Provided text Start Marker
What do we know about R1b1b?
R1b1b is a subclade of haplogroup R1b1, the most common haplogroup in Europe. Haplogroup R1b1 is defined by SNPs M343 and P25 (although P25 is not particularly reliable, as it is prone to back mutation), and contains four subclades:
- R1b1a, defined by the SNP M18
- R1b1b, defined by the SNP M73
- R1b1c, defined by the SNP M269
- R1b1d, defined by the SNP M335
The vast majority of R1b males in Europe are in subclade R1b1c (M269+), but the Italy DNA Project has two members (one confirmed and one pending confirmation) in subclade R1b1b (M73+). R1b1b is very rare in Europe (in fact, as far as I know these two Italians are the only M73+ samples discovered in Europe to date), but much more common in Central Asia.
M73 refers to the deletion of 2 basepairs (GT) at nucleotide position 260 on Y-chromosome locus G65537. The SNP was apparently discovered by P.J. Oefner and the first examples were reported in a paper by Underhill et al. (2000). Subsequent examples have been reported in papers by Cinnioglu et al. (2004) and Sengupta et al. (2006).
Provided text End Marker
Assigned task 1 -
List the four subclades of haplogroup R1b1 named in the text on R1b1b, each with the SNP that defines it.
Assigned task 2 -
Extend the text on R1b1b, picking up after its final sentence.
The records that come after this text were drawn from a separate source.
Entries supplied Start Marker
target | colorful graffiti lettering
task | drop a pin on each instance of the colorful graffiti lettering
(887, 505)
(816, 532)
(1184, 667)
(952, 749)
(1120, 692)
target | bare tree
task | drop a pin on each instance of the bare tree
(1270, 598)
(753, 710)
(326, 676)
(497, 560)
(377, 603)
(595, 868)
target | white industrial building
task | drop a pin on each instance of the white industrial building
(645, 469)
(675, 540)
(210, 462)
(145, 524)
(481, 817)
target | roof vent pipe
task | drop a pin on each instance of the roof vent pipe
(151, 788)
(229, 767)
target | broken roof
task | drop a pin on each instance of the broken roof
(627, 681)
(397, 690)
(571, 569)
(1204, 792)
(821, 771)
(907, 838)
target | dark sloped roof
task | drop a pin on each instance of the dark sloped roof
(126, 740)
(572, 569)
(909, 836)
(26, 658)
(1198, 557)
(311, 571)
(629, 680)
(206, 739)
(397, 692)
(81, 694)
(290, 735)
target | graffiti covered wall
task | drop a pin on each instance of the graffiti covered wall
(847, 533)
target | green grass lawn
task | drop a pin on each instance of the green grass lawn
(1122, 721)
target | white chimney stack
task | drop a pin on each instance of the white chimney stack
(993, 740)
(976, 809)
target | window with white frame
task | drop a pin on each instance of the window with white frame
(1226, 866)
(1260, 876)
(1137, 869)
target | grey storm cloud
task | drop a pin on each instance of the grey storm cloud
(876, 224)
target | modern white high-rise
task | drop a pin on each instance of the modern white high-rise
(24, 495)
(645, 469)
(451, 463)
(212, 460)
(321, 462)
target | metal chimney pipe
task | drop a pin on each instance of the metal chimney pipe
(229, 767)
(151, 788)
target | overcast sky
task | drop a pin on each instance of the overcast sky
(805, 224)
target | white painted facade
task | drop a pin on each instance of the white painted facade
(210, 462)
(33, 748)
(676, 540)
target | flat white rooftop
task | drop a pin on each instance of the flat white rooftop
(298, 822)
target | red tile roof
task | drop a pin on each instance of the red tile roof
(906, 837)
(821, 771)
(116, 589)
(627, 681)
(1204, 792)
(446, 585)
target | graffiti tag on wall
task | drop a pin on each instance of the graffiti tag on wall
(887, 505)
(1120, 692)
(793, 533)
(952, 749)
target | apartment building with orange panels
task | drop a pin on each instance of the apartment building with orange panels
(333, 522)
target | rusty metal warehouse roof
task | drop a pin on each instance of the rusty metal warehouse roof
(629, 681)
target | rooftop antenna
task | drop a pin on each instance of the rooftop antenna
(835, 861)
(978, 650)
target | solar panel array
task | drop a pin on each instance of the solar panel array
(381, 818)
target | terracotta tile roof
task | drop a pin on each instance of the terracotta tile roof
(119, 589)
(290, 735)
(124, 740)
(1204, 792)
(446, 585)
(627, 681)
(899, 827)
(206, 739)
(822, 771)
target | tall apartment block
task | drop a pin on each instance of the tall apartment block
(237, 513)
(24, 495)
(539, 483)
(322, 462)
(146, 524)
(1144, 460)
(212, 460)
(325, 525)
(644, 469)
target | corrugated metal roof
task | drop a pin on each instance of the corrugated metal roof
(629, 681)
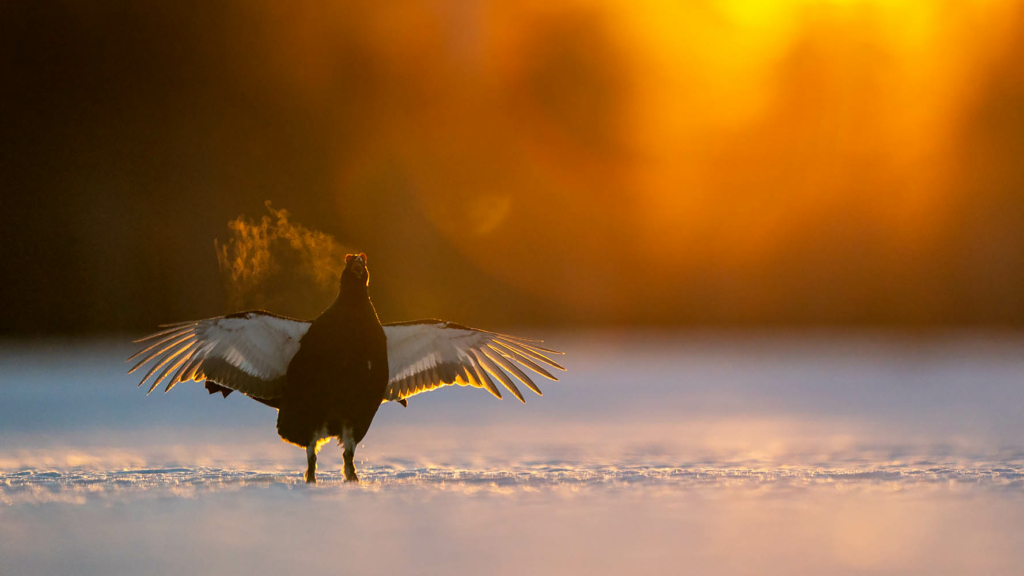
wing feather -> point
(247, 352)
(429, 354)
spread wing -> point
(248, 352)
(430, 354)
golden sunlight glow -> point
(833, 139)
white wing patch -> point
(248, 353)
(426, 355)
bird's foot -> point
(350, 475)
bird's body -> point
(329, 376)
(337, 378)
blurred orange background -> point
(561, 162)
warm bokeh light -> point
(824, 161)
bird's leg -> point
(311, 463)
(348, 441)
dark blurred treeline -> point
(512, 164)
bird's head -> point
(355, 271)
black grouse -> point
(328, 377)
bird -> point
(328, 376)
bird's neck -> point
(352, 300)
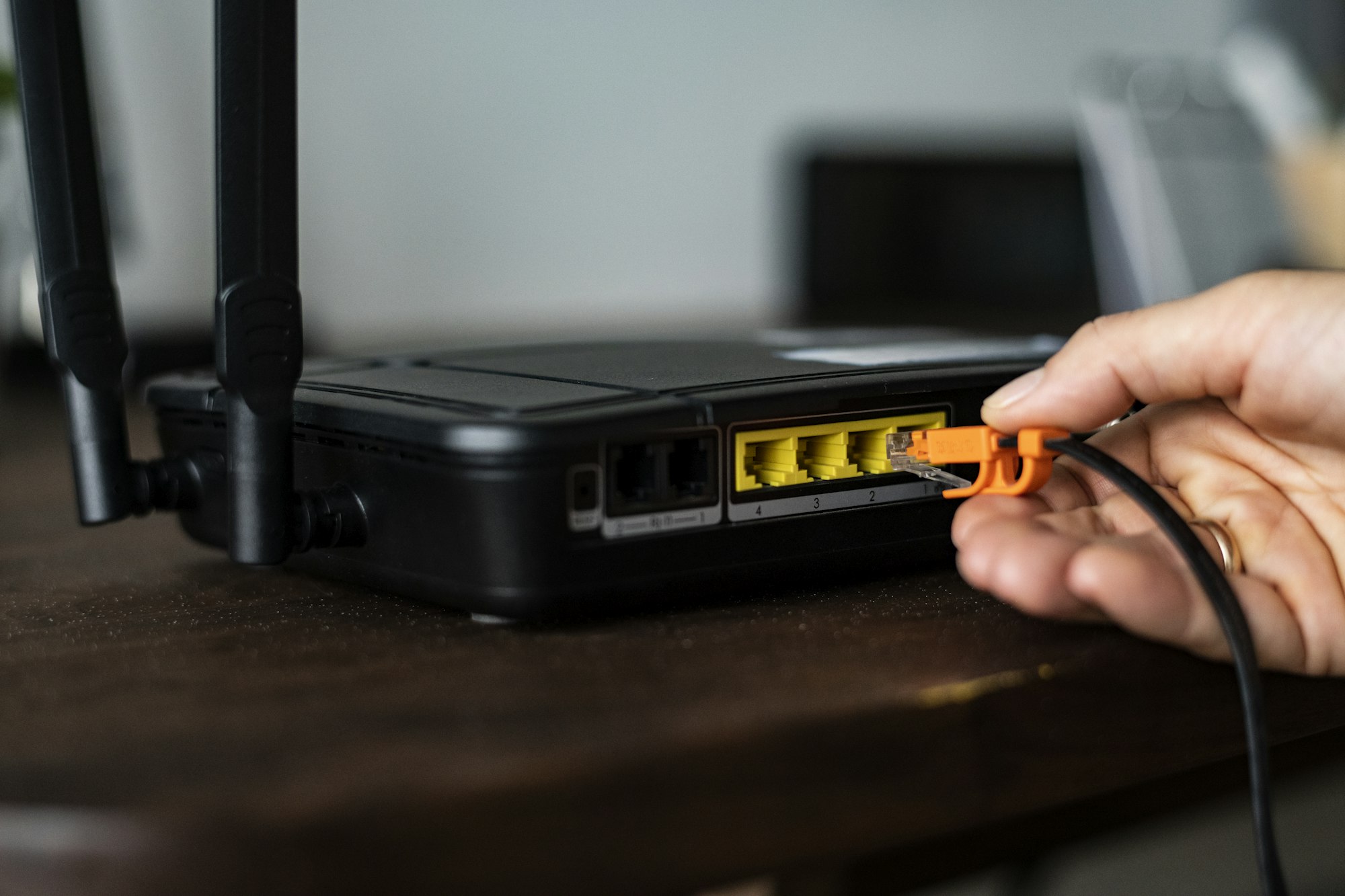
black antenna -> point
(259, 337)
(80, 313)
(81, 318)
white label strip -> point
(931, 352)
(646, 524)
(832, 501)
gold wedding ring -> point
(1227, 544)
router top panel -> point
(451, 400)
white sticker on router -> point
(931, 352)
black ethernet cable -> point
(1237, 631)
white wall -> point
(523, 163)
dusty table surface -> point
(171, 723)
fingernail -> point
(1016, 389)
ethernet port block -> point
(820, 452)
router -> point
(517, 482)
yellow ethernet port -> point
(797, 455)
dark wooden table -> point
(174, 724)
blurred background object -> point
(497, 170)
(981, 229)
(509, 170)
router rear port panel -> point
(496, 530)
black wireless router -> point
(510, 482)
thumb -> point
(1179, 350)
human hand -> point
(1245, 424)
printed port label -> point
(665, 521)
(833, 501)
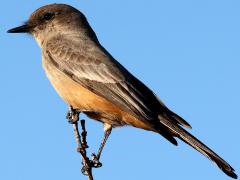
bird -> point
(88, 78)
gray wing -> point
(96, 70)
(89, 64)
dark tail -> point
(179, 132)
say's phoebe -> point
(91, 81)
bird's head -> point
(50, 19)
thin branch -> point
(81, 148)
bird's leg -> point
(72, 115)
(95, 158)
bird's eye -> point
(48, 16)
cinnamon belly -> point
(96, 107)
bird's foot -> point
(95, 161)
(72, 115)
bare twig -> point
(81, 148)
Entries supplied End Marker
Your response 1 -
- R1b1a, defined by M18
- R1b1b, defined by M73
- R1b1c, defined by M269
- R1b1d, defined by M335

Your response 2 -
The Underhill paper reported six samples from Central Asia/Siberia. The Cinnioglu paper reported four samples from Turkey. The Sengupta paper reported ten samples from China, one from Japan, and eight samples from Pakistan. Combined with the two Italian samples from our project, we have identified a grand total of 31.
The six Underhill samples were never haplotyped (not publicly, anyway), but the Cinnioglu and Sengupta samples have all been haplotyped at 10 loci (DYS19, DYS388, DYS390, DYS391, DYS392, DYS393, DYS389I, DYS389II, DYS439, and DYSA7.2).
However, I believe (based on personal correspondence with a reliable source) that at least two of the samples identified as M73+ in the Sengupta paper are not actually R1b1b.
Additionally two of the M73+ in the Cinnioglu paper (haplotypes 442 and 443) have interesting values for DYS390. These two samples have DYS390=19, which is far below the reported value for this marker in any other published R1b samples. DYS390 is a multi-segment locus, and in rare cases the normally invariant flanking segments (DYS390.1, DYS390.2, and DYS390.3) mutate or suffer a deletion (partial or comple). The phenomenon was described by Peter Forster in an excellent 1998 paper, Phylogenetic Resolution of Complex Mutational Features at Y-STR DYS390 in Aboriginal Australians and Papuans.
I have excluded the Japanese sample from my analysis, but am including the remainder at the present time. Haplotype data for the 24 samples in this study are available here.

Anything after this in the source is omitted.